--- Dataset records ---

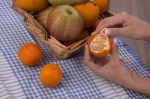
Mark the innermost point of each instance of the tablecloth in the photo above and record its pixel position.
(79, 82)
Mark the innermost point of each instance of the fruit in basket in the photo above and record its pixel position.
(29, 54)
(64, 23)
(89, 13)
(32, 5)
(67, 2)
(50, 75)
(103, 5)
(100, 44)
(43, 15)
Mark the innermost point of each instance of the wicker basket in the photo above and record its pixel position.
(38, 31)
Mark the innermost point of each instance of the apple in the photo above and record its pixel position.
(64, 23)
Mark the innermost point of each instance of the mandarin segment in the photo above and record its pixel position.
(100, 44)
(89, 13)
(102, 4)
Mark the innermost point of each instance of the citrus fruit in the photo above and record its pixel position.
(32, 5)
(103, 5)
(89, 13)
(50, 75)
(29, 54)
(100, 44)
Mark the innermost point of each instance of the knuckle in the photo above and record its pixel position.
(125, 15)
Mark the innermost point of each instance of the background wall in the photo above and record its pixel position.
(140, 9)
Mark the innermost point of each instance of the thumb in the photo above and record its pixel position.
(113, 32)
(115, 49)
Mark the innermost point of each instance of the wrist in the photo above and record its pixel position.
(147, 33)
(140, 84)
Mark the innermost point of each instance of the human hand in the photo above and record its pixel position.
(115, 70)
(125, 25)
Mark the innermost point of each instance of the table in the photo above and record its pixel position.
(79, 82)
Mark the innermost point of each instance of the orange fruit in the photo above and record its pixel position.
(29, 54)
(32, 5)
(84, 34)
(89, 13)
(100, 44)
(103, 5)
(50, 75)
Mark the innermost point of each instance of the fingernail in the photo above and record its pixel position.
(115, 40)
(92, 33)
(107, 31)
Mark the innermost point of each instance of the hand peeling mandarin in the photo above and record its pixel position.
(100, 44)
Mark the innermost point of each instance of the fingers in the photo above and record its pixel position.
(114, 32)
(115, 49)
(87, 60)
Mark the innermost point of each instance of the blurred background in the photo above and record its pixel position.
(140, 9)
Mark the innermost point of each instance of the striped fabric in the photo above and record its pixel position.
(79, 82)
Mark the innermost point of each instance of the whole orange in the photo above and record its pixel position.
(89, 13)
(29, 54)
(32, 5)
(99, 44)
(50, 75)
(103, 5)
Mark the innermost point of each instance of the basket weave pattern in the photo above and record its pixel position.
(38, 31)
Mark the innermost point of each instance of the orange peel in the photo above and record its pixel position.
(100, 44)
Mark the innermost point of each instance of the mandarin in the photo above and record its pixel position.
(50, 75)
(89, 13)
(29, 54)
(99, 44)
(103, 5)
(32, 5)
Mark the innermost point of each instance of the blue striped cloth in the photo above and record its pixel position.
(79, 82)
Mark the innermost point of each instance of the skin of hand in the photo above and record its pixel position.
(125, 25)
(116, 71)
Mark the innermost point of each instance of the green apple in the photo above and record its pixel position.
(64, 23)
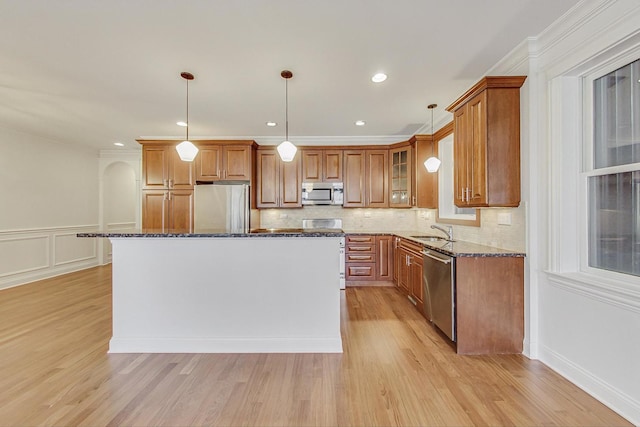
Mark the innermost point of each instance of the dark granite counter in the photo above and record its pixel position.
(457, 248)
(259, 233)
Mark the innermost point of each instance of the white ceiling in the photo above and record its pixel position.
(97, 72)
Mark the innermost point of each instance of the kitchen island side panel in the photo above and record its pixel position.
(240, 295)
(489, 305)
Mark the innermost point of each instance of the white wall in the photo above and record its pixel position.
(120, 195)
(48, 193)
(587, 328)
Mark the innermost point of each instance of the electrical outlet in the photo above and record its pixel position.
(504, 218)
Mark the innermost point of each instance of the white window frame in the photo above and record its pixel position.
(588, 170)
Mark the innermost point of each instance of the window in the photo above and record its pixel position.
(613, 177)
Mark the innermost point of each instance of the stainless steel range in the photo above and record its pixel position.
(329, 225)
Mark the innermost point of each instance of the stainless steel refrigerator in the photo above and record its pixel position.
(222, 207)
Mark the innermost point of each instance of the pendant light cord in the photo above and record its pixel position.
(286, 109)
(432, 138)
(431, 107)
(187, 109)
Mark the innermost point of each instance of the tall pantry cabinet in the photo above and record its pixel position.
(167, 189)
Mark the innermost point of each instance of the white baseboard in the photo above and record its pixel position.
(625, 405)
(225, 345)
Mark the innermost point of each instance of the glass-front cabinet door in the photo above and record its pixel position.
(401, 195)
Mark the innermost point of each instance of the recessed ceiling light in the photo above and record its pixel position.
(379, 77)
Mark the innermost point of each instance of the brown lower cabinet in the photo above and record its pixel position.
(368, 258)
(489, 305)
(408, 262)
(489, 298)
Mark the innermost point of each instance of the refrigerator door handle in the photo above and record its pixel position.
(247, 208)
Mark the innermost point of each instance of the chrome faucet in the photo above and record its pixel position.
(448, 232)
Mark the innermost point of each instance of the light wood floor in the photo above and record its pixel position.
(395, 370)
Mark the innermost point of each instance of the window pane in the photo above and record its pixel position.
(614, 222)
(617, 117)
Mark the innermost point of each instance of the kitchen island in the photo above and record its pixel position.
(211, 292)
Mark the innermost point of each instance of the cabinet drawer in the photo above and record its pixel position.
(360, 239)
(361, 248)
(363, 257)
(361, 271)
(411, 246)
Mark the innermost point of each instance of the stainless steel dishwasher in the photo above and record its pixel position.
(438, 280)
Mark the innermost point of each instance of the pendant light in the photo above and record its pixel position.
(186, 150)
(432, 163)
(286, 149)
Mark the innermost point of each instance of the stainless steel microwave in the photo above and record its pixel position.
(322, 193)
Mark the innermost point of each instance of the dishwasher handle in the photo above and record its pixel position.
(444, 261)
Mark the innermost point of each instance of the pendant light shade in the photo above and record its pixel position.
(186, 150)
(432, 163)
(286, 149)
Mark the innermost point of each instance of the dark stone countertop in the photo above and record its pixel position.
(259, 233)
(457, 248)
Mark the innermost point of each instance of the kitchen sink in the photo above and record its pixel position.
(432, 238)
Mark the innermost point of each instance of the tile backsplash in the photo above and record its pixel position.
(491, 232)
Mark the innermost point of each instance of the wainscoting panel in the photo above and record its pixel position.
(35, 254)
(23, 254)
(67, 248)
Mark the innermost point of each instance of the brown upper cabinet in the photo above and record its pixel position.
(278, 182)
(366, 182)
(486, 145)
(321, 165)
(163, 169)
(401, 177)
(229, 161)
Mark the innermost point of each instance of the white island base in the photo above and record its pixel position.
(226, 295)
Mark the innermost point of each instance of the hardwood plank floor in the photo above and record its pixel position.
(395, 370)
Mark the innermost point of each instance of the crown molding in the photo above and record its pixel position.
(301, 140)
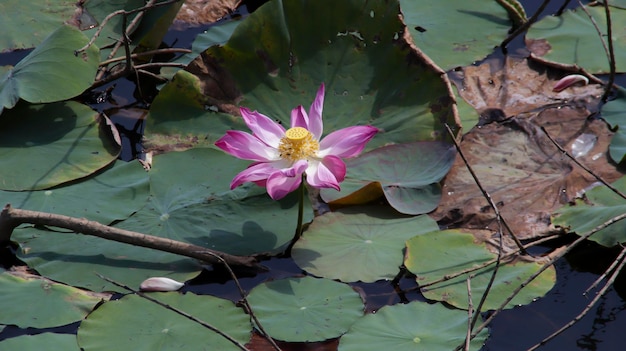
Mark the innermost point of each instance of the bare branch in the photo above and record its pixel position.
(11, 218)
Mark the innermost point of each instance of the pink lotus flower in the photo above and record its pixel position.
(281, 157)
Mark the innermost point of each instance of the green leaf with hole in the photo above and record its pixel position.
(373, 241)
(138, 324)
(436, 255)
(456, 33)
(49, 304)
(42, 146)
(305, 309)
(52, 72)
(408, 175)
(277, 58)
(600, 206)
(572, 39)
(410, 327)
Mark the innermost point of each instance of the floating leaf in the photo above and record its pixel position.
(373, 242)
(601, 204)
(139, 324)
(407, 174)
(436, 255)
(25, 24)
(355, 52)
(49, 304)
(44, 341)
(412, 327)
(305, 309)
(192, 202)
(614, 113)
(572, 39)
(467, 32)
(52, 72)
(112, 195)
(51, 144)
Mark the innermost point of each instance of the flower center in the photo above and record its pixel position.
(298, 144)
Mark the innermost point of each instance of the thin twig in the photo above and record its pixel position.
(10, 218)
(524, 26)
(585, 168)
(595, 300)
(180, 312)
(248, 306)
(550, 262)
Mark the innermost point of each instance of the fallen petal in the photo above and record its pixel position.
(568, 81)
(160, 284)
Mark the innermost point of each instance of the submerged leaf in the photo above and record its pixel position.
(436, 255)
(372, 241)
(410, 327)
(305, 309)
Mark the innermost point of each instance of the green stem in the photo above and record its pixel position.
(299, 227)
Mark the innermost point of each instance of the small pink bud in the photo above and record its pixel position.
(568, 81)
(160, 284)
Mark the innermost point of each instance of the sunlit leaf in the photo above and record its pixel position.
(192, 202)
(372, 241)
(601, 204)
(407, 174)
(112, 195)
(305, 309)
(45, 341)
(412, 327)
(572, 39)
(139, 324)
(456, 33)
(42, 146)
(52, 72)
(436, 255)
(49, 304)
(276, 60)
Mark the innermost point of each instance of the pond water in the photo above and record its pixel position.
(516, 329)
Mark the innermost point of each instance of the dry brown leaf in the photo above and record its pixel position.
(517, 164)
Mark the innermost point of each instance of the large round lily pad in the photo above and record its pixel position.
(49, 304)
(412, 327)
(42, 146)
(305, 309)
(276, 60)
(373, 243)
(134, 323)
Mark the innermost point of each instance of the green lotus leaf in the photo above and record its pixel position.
(111, 195)
(435, 255)
(467, 32)
(373, 243)
(69, 142)
(25, 24)
(138, 324)
(572, 39)
(277, 58)
(305, 309)
(45, 341)
(73, 259)
(601, 205)
(52, 72)
(49, 304)
(410, 327)
(192, 202)
(407, 173)
(614, 114)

---

◆ What is expected ◆
Nothing but the lines from the one holding "Mark the innermost point of each instance of the green lotus" to the end of the entries should be output, each exactly as it appears.

◆ Answer to this task ◆
Mark the innermost point of each instance of the green lotus leaf in the photo above and record its pixel position.
(111, 195)
(435, 255)
(467, 32)
(373, 243)
(69, 142)
(25, 24)
(138, 324)
(572, 39)
(277, 58)
(305, 309)
(45, 341)
(73, 259)
(601, 205)
(52, 72)
(49, 304)
(410, 327)
(192, 202)
(407, 173)
(614, 114)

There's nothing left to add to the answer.